§ **WRITTEN INSTRUCTION**: Copy the records that follow exactly as written, but not their pictures.

══════════

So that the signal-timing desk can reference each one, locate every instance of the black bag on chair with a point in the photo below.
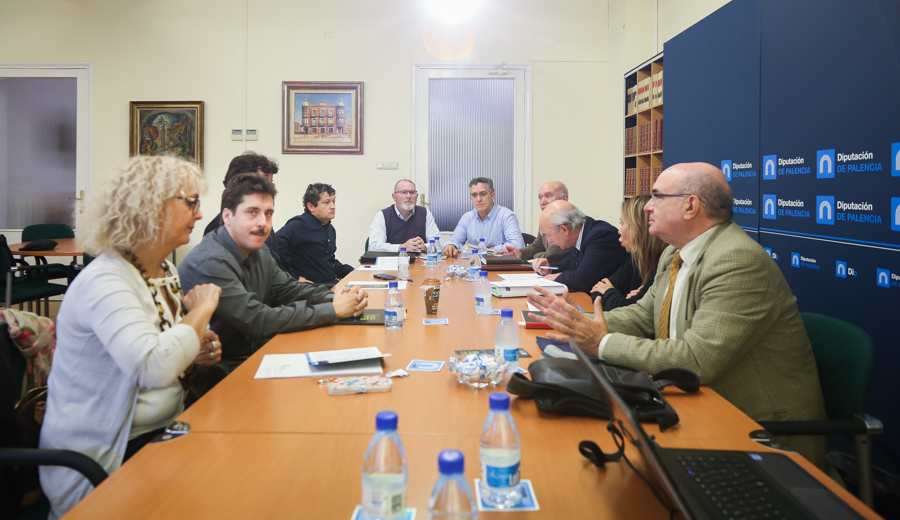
(565, 386)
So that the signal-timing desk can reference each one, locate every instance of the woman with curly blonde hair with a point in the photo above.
(631, 281)
(125, 331)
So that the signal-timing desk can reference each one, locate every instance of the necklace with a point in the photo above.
(164, 324)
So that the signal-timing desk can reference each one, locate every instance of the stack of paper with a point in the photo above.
(517, 288)
(322, 364)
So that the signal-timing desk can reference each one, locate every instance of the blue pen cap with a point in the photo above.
(499, 401)
(451, 461)
(387, 420)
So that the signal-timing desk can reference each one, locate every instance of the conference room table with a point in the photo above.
(284, 448)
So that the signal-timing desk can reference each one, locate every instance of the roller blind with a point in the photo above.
(471, 133)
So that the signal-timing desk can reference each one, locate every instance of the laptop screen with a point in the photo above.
(632, 431)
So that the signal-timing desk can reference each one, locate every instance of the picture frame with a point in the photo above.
(167, 128)
(337, 127)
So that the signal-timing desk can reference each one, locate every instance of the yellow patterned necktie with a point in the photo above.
(662, 328)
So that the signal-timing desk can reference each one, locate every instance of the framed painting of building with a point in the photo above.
(167, 128)
(322, 117)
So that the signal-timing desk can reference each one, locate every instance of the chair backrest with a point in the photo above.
(844, 357)
(6, 260)
(45, 231)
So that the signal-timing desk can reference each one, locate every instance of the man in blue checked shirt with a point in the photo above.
(495, 224)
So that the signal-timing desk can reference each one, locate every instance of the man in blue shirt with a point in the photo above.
(307, 242)
(495, 224)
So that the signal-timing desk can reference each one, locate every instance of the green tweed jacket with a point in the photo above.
(738, 328)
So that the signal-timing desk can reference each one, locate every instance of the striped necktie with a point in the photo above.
(662, 328)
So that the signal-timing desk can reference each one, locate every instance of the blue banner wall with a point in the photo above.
(823, 79)
(713, 115)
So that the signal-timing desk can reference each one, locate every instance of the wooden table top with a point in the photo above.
(283, 448)
(65, 247)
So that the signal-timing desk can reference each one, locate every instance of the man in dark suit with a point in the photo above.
(596, 252)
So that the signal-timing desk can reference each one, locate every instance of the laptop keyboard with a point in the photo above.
(735, 488)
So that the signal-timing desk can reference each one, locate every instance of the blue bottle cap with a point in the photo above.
(450, 462)
(499, 401)
(387, 420)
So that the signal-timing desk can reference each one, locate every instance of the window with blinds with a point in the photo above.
(471, 133)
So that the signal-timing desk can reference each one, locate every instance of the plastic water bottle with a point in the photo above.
(433, 251)
(501, 454)
(384, 471)
(452, 497)
(439, 246)
(394, 313)
(403, 264)
(474, 263)
(483, 298)
(506, 340)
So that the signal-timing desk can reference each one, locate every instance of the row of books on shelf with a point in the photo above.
(644, 138)
(633, 175)
(647, 93)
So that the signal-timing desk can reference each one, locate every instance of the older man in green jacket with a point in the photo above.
(719, 307)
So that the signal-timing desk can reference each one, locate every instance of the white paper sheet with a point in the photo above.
(275, 366)
(520, 276)
(387, 263)
(377, 284)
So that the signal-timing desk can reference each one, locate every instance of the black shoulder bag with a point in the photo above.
(565, 386)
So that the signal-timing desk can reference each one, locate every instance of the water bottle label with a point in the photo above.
(501, 477)
(383, 503)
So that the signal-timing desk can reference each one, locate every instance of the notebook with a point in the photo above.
(721, 484)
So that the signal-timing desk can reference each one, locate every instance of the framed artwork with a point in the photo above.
(322, 117)
(167, 128)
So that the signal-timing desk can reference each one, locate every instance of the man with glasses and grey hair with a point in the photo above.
(541, 248)
(403, 224)
(596, 251)
(719, 306)
(494, 223)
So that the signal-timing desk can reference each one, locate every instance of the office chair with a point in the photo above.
(21, 283)
(844, 357)
(50, 231)
(12, 456)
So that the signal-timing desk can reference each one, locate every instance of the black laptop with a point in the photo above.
(719, 484)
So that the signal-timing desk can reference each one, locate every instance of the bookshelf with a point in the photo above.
(643, 126)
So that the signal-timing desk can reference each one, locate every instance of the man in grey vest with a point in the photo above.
(402, 224)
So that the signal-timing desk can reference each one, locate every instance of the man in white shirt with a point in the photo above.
(719, 306)
(403, 224)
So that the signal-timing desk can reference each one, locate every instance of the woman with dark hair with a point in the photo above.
(631, 281)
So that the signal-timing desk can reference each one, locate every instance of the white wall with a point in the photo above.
(172, 50)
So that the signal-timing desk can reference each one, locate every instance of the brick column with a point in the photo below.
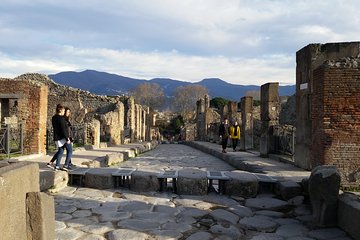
(247, 131)
(270, 109)
(308, 59)
(336, 119)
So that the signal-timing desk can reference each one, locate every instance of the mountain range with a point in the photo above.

══════════

§ **FINAL RESULT**:
So that the signal-timing desk can reference each one, locate every instance of the black bag on chair with a point in the photo below.
(565, 386)
So that the signal-timing desk can reference each one, locate every instance of the woman with curly blonde hair with a point in the photo above.
(631, 281)
(125, 331)
So that the signal-timing desk can reference each one, locate every instance of the necklace with a point in the photo above.
(164, 324)
So that the signal-timing desk can reference each one, locate every instance of the stack of paper with a point in the photo above.
(517, 288)
(322, 364)
So that the signal-timing desk can reference each one, locate every instance of the blue pen cap with a point in the photo above.
(499, 401)
(451, 461)
(387, 420)
So that the signal-timing desk can reference each one, locate every instance of the conference room table with a point in the photo above.
(284, 448)
So that the signal-timing desk can reference each one, locate every instance of the roller blind with a point in the photo above.
(471, 133)
So that the signal-timing desk can reference each one, locate every instance of the laptop screen with a point in the photo above.
(632, 431)
So that the signal-timing desk can reference each one, locate every instance of the picture frame with a point in the photo above.
(167, 128)
(337, 127)
So that the signal-timing desk can reference each one, locate every instance of the yellow patterned necktie with a point in the photo above.
(662, 328)
So that the signal-timing desk can reference each one, locate every instance of the framed painting of building with a point in the photo above.
(167, 128)
(322, 117)
So that the signal-timing desk can reference each one, locate every instance of the chair backrest with a point in the photo above.
(844, 357)
(6, 260)
(45, 231)
So that the signal-timing desk can reference each one, locate every instance of the man in blue checked shirt with a point in the photo above.
(495, 224)
So that the signal-timing desk can reference each one, locate every instance of the man in blue shirt with a point in the photo above.
(307, 242)
(495, 224)
So that the signal-timing desk can reference each one, locate every instance of the green tweed jacket with a point in the photo above.
(738, 328)
So that the signal-timing desk can reference each one, locate every instance of the striped necktie with a point in the photo above.
(662, 328)
So that the signal-timing desk can reference each one, locate every instance of the blue banner wall with a point in the photo above.
(823, 79)
(713, 115)
So that the signal-timing desk can reference each one, locate every instance of the wooden table top with a point in the photo above.
(283, 448)
(65, 247)
So that the signal-timing desk can reference each one, locate every instance of the man in dark suit with a point in the photo above.
(596, 252)
So that the signal-timing desk can reference each one, locate every instance of the laptop keyboard with a point in the photo above.
(735, 488)
So that the signal-timing desk can reference each one, locate every instance of the blue bottle cap with a point in the photo above.
(450, 462)
(499, 401)
(387, 420)
So that the signal-timing desk can reference each one, locate every instance of the window with blinds with a point in the photo above.
(471, 133)
So that the signal-timing desk can reference each one, locate every instance of the plastic water bottle with a point in the photo above.
(433, 251)
(501, 454)
(384, 471)
(452, 497)
(439, 246)
(394, 313)
(403, 264)
(474, 263)
(483, 298)
(506, 340)
So that the signal-timing desk can reference each one, locate every instance of the row of books on shelf with a point in the photo above.
(644, 138)
(633, 175)
(647, 93)
So that the signal-timing desk can reference each one, locate every instance of the older man in green jacket with a point in the photo above.
(719, 307)
So that the signal-timing desk can reference each one, locate every instance of the white paper sheet with a point in the photo above.
(275, 366)
(520, 276)
(387, 263)
(377, 284)
So that the signal-timing desk can reference each one, locate every instance of the black shoulder bag with a point in the photo above.
(565, 386)
So that the signal-timing desk can reference each one, locate every instance of the water bottle label with a point in the photo above.
(501, 477)
(383, 503)
So that the signal-timing desk can reference each one, locate every instance of the notebook with a point in the photo above.
(721, 484)
So that the signal-timing desk can reference each one, locate every instance of the framed artwork with a point in the photo above.
(322, 117)
(167, 128)
So that the signal-timing desk can reference each one, locate every instance of the man with glasses and grey hair with a point in the photo above.
(541, 248)
(403, 224)
(596, 251)
(719, 306)
(494, 223)
So that the signal-timing desk can reference each one, locate every instance of the office chair with a point in the photo above.
(21, 283)
(844, 357)
(50, 231)
(12, 456)
So that the signal-timing desk can reference each one, locate every instance of the black laptop with a point in the photo above.
(719, 484)
So that the signal-timing desk can reference each one, locate every instance of the bookshelf with a point in the photo above.
(643, 126)
So that the signal-timing desk can reference each one, locate every instance of the man in grey vest with a point in the photo above.
(402, 224)
So that the signal-timing desk can reference each one, locate every instance of the man in white shirt with a point in the photo above.
(719, 306)
(403, 224)
So that the signal-timing desk can reference each one, locate every instance of the woman with dark hair with a point in the photo above.
(631, 281)
So that the signal-timing desk can reference each one, locate every instance of the white wall with a point in the photo above.
(172, 50)
So that the signal-timing desk can reference each one, locate every instance of the brick column with a point in the photo below.
(247, 131)
(270, 109)
(308, 59)
(336, 119)
So that the signal-timing desk can reference each one, locate every instance of the mountain range with a point in the photo above.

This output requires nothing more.